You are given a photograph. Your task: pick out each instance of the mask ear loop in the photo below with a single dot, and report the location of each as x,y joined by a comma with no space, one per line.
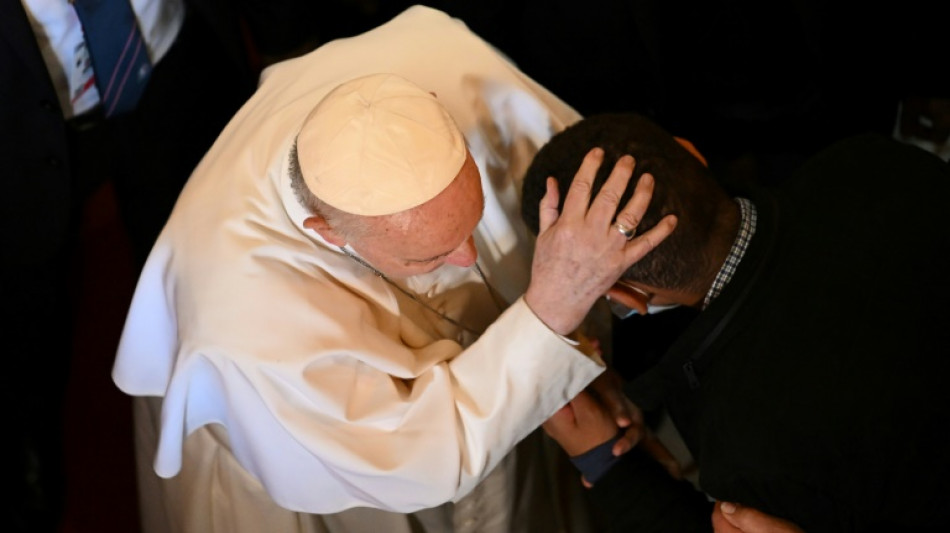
692,149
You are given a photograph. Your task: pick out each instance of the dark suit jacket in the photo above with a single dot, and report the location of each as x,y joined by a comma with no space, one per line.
814,387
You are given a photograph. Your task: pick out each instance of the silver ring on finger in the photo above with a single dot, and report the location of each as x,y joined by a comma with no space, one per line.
625,231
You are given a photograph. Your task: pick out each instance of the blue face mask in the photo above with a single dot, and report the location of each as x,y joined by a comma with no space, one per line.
621,311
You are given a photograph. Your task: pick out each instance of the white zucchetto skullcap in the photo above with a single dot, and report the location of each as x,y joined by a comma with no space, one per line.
378,145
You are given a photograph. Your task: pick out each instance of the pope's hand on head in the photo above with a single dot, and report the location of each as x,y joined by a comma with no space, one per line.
581,252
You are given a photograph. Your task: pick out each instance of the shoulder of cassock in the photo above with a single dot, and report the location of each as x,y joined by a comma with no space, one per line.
234,273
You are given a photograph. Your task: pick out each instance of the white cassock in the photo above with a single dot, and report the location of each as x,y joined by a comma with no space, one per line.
285,380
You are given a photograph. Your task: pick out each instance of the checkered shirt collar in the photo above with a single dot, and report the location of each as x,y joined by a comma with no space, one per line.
746,230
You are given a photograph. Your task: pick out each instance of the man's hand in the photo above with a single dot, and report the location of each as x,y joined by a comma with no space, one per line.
581,425
608,389
579,253
732,518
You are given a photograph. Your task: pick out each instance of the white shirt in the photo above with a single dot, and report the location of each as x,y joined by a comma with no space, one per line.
336,390
59,35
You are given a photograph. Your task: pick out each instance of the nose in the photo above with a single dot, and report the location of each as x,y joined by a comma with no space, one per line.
465,255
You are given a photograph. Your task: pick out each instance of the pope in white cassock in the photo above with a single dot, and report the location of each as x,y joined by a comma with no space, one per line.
291,375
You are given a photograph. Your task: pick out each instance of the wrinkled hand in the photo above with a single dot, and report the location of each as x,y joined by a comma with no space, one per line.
579,255
581,425
735,518
608,389
926,118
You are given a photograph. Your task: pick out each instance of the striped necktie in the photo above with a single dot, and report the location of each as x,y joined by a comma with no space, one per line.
119,58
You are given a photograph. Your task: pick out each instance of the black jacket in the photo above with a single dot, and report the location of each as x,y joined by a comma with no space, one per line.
813,387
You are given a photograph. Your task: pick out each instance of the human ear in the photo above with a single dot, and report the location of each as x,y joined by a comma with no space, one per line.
323,228
629,297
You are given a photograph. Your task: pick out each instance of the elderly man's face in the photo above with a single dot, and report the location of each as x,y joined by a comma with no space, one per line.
435,233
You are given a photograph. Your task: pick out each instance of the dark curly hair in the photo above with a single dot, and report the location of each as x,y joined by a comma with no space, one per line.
684,187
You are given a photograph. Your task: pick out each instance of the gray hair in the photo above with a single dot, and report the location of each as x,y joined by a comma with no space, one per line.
349,226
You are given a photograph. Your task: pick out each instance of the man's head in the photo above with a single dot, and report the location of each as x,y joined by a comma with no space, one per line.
383,167
684,187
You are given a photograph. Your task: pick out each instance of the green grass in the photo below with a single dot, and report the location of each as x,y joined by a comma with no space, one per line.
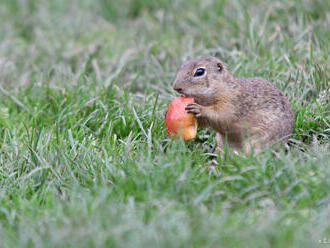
85,160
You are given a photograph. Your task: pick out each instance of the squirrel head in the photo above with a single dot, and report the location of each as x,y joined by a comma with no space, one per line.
204,79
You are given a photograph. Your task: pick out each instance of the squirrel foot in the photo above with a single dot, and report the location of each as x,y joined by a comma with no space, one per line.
194,109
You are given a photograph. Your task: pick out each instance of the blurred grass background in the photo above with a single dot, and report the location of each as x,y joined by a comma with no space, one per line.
85,160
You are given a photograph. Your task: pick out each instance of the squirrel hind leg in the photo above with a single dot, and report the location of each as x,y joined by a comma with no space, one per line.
253,145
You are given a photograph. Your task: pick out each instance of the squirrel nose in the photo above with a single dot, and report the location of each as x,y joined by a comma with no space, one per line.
178,89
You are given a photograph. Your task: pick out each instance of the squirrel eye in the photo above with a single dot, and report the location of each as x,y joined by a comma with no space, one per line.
199,72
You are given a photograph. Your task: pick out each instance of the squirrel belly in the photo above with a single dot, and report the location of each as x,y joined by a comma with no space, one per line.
247,113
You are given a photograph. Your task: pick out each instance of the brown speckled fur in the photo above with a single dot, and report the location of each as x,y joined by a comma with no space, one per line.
247,112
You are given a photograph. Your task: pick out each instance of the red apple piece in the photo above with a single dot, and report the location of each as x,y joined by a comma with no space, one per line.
178,122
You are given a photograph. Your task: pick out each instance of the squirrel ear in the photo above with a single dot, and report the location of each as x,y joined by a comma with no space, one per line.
220,66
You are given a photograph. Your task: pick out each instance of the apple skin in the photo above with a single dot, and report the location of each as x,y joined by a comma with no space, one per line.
178,122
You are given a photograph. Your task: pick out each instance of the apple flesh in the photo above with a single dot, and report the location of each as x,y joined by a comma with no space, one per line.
178,122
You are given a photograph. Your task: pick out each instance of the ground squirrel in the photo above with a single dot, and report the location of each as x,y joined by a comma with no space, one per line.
247,113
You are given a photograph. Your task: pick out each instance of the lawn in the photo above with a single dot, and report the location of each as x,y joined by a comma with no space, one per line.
85,160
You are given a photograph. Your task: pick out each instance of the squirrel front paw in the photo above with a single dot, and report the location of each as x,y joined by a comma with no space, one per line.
194,109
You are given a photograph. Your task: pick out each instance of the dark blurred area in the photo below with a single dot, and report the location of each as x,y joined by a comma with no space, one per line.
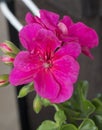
88,11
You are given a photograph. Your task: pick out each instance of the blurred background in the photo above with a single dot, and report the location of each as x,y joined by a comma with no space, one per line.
18,114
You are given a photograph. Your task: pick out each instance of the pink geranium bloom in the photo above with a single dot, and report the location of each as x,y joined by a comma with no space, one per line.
66,30
52,68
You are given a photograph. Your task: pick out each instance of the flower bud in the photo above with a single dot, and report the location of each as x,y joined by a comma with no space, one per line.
4,80
37,104
8,47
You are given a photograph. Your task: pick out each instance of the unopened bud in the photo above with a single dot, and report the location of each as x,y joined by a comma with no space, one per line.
8,48
4,80
37,104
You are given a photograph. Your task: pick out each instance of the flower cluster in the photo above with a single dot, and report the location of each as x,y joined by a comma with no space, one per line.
50,59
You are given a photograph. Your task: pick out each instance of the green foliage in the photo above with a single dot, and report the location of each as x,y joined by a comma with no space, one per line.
78,113
69,127
78,107
4,80
60,117
37,104
98,121
88,124
48,125
25,90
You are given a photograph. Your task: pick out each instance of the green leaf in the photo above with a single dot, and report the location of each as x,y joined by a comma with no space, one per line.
25,90
98,104
69,127
4,80
83,88
60,117
86,108
37,104
98,121
48,125
78,106
88,124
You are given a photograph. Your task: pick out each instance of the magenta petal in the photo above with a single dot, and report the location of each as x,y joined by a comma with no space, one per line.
87,52
67,21
27,35
29,18
18,77
72,48
66,67
50,19
45,85
86,35
65,93
47,40
25,61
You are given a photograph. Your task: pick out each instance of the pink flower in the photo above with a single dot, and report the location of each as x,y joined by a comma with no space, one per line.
66,30
51,67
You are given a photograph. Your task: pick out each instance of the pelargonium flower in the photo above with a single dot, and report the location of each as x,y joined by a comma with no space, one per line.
66,30
53,68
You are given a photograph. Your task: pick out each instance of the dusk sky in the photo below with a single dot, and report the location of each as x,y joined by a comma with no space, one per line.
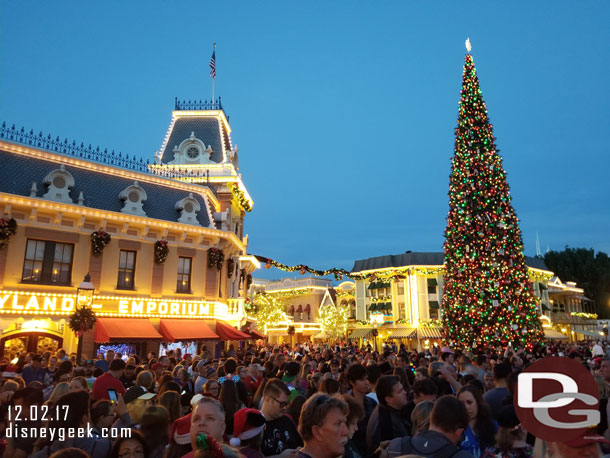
343,111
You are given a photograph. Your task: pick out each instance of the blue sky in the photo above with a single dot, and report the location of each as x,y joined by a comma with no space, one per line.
343,111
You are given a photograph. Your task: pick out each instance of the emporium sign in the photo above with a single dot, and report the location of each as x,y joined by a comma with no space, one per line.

▶ [Task description]: Only exact duplicates of the lines from the one containing "of the pelargonium" through the final line of the entries, both included, are needed, with pictures left out.

▶ [Response to the exercise]:
You are given a photograph. Your task: pick out each instance of the pelargonium flower in the photo above with a single dot, and report the location of each as x,y joined by a comma with no space, one per line.
66,30
53,68
You are given a photograph. Your task: pick out each instance of the dusk sky in the photo below with a single dot, and report the location of each as x,y joined by a comma with no space, one per line.
343,111
You are given a photograph. Your task: pick out each instance of the blue sky in the photo above with a single dot, and report the location of each as x,y joined by a comma with no space, one per line.
343,111
You are given a photograph. Your task: pick out each instance of the emporium sign in the photo above with a single dot, and report the location of each as x,y joined by a comma with no space, one per line.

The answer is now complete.